● **Work to complete**
A) Decide whether each statement agrees with the passage on raw file recovery: (i) the byte sequence 0x49, 44, 33 that starts MP3 files is unique; (ii) many scanners allow a maximum file size to be set; (iii) the person recovering data from the HFS+ volume was mainly interested in audio files. For each, answer yes or no and quote the words of the passage that decide it.
B) Reproduce the part of the passage on raw file recovery starting with "Some observations, thoughts" and going on through "raw scan method.".
C) Write the next part of the passage on raw file recovery, picking up after its final sentence.

● **Supplied passage**
★ ★ ★ ★ ★ ★ ★
This method also does not take into account file fragmentation, assume for example file is in two fragments. While 0xFF, D9 has special meaning to JPEG, it does not to other file types. So if a file located after first fragment of the JPEG ends contains 0xFF, D9 the recovery tool will truncate the JPEG it is recovering at this point.
- Assume one file end where next starts. This is a commonly used strategy. In case we’re recovering an MP3 which has a start but no end signature, we assume we reached the end of the file as soon as we detect the next file. Problem is this” Although MP3 files start with bytes 0x49, 44, 33, this is not a unique sequence. As a consequence the scanner may come to the conclusion it found the start of an MP3 file even though it is ‘just some data’ in another file. So suppose we’re recovering an MP4 video file 0x49, 44, 33 does not have to signify the start of an MP3, it might just as well be encoded video data.
- I guess most scanners combine method 2 and 3. If both methods fail the scanner will just keep adding data to the file we’re recovering and this causes the often observed effect of huge files as result of raw recovery. Many scanners therefor allow you to set a maximum file size and once this threshold is reached the file is closed and saved.
Some observations, thoughts and tips when raw scanning
Swinging back to today, to the person trying to recover data from a HFS+ formatted volume. He was mainly interested in videos, and as we learned HFS+ isn’t very forgiving to file system meta data when you reformat the volume. So then it comes down to detecting files using the raw scan method.
★ ★ ★ ★ ★ ★ ★
● **Excerpts from point annotation data**
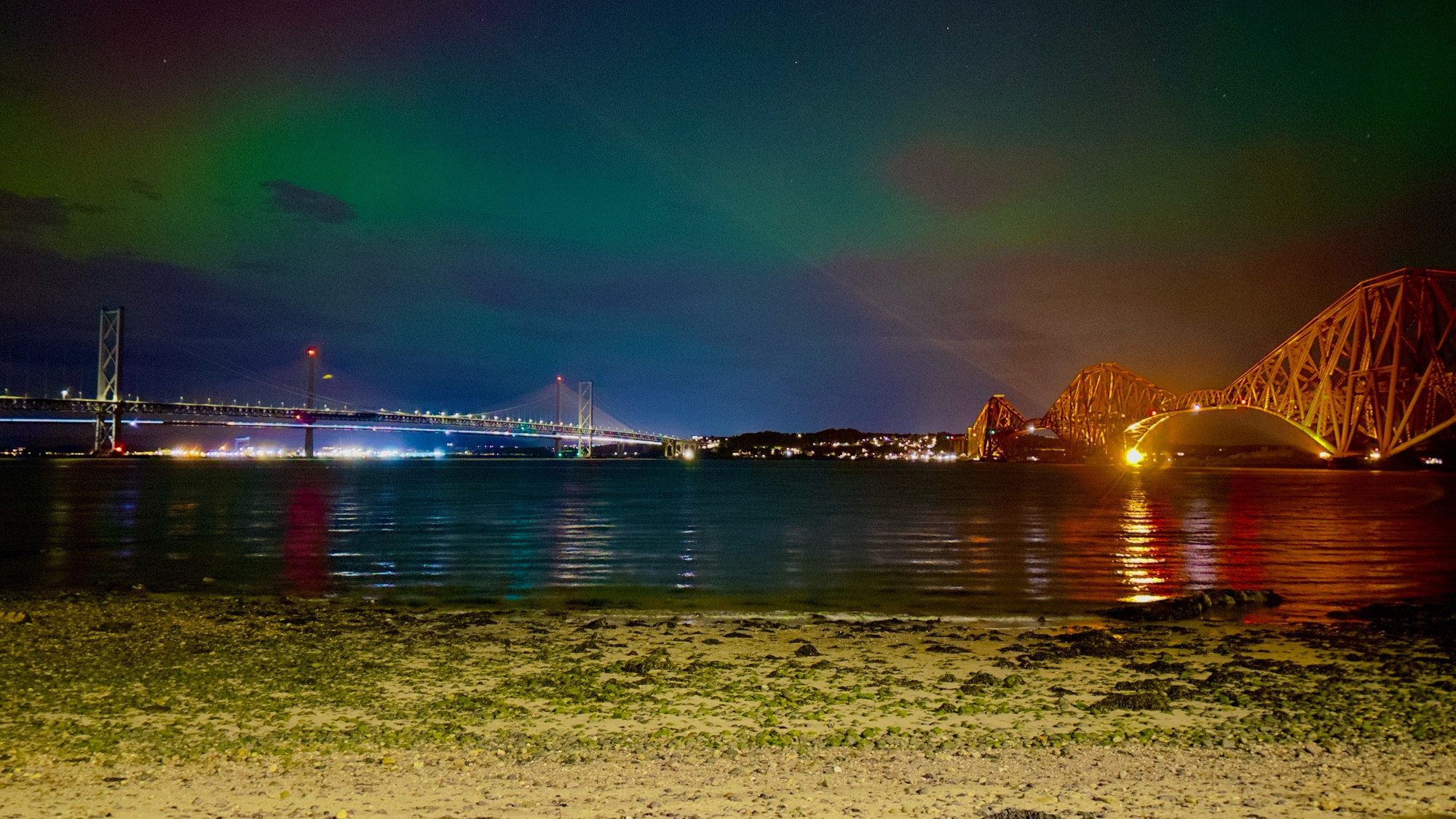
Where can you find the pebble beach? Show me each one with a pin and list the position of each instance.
(136, 704)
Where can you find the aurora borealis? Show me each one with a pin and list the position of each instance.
(732, 216)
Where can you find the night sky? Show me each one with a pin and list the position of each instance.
(732, 216)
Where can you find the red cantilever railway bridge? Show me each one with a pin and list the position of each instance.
(1375, 373)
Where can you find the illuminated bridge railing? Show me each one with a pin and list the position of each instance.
(250, 416)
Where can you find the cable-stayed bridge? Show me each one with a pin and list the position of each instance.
(1371, 376)
(111, 413)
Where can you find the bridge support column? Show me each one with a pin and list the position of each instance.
(586, 408)
(108, 384)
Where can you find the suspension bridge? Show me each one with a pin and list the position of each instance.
(111, 413)
(1374, 375)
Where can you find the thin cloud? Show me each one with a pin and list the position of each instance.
(308, 205)
(24, 215)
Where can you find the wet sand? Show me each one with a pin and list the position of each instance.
(148, 704)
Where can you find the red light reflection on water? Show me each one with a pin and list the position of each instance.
(305, 541)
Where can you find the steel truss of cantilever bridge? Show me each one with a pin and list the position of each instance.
(111, 413)
(1372, 375)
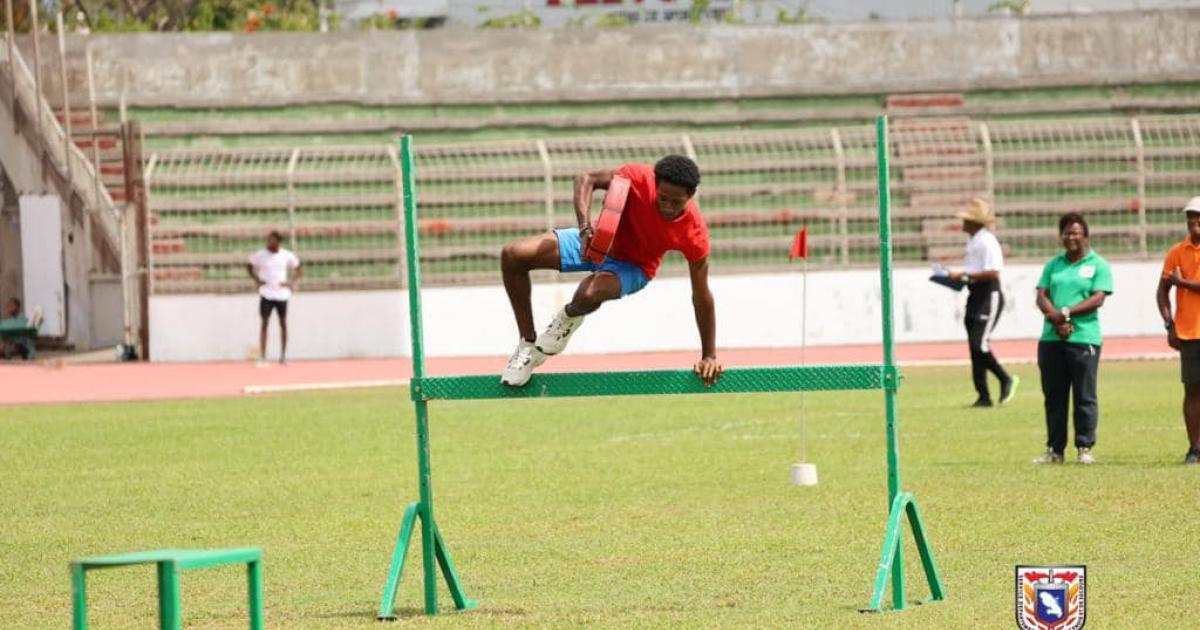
★ ★ ★ ★ ★ ★ ★
● **Final results**
A)
(i) No: "this is not a unique sequence"
(ii) Yes: "Many scanners therefor allow you to set a maximum file size"
(iii) No: "He was mainly interested in videos"

B)
Some observations, thoughts and tips when raw scanning
Swinging back to today, to the person trying to recover data from a HFS+ formatted volume. He was mainly interested in videos, and as we learned HFS+ isn’t very forgiving to file system meta data when you reformat the volume. So then it comes down to detecting files using the raw scan method.

C)
To perform the recovery he was using R-Studio. R-Studio is one of the more advanced and professional file recovery tools available and is used in many data recovery labs for logical data recoveries. Out of the box R-Studio detects many file types using the raw scanner and you can even add your own.
Problem was that a substantial number of videos that was recovered were corrupt. It got me thinking as I happen to know MP4 video files do not have a end of file signature. Also I suspect R-Studio does not parse MP4 files, it just detects the start signature. So it means 2 methods for end of file detection remain:
- Scan until we find signature for next file.
- Truncate file at preset max file size.
If you find prematurely cut-off videos and the tool you’re using offers a max file size option, you can try increasing the file size. Another option is the file is closes and saves prematurely because the tool assumes it finds the start of the next file. Let’s look at the MP3 example.
MP3 file signature is 0x49, 44, 33 but we already discussed how this sequence of bytes isn’t unique. In other words it may simply be part of a video data stream. The makers of R-Studio acknowledge this sort of (https://www.r-studio.com/file-recovery-basics.html):
For example, the string “ID3” may occur in a file without being a file signature. For example, the text you are currently reading includes the string “ID3” but is not an MP3 file. As such, a raw file search may incorrectly identify a portion of this text as the beginning of an MP3 file.
We also can see how many file types the raw scanner looks for by default:
Each of the associated file signatures potentially may interrupt a MP4 video data stream. So if video files are your primary concern and you get a lot of truncated videos, re-scan after disabling all but MP4 file types in the raw scan settings window. Most other file recovery software like R-Studio offer this option too.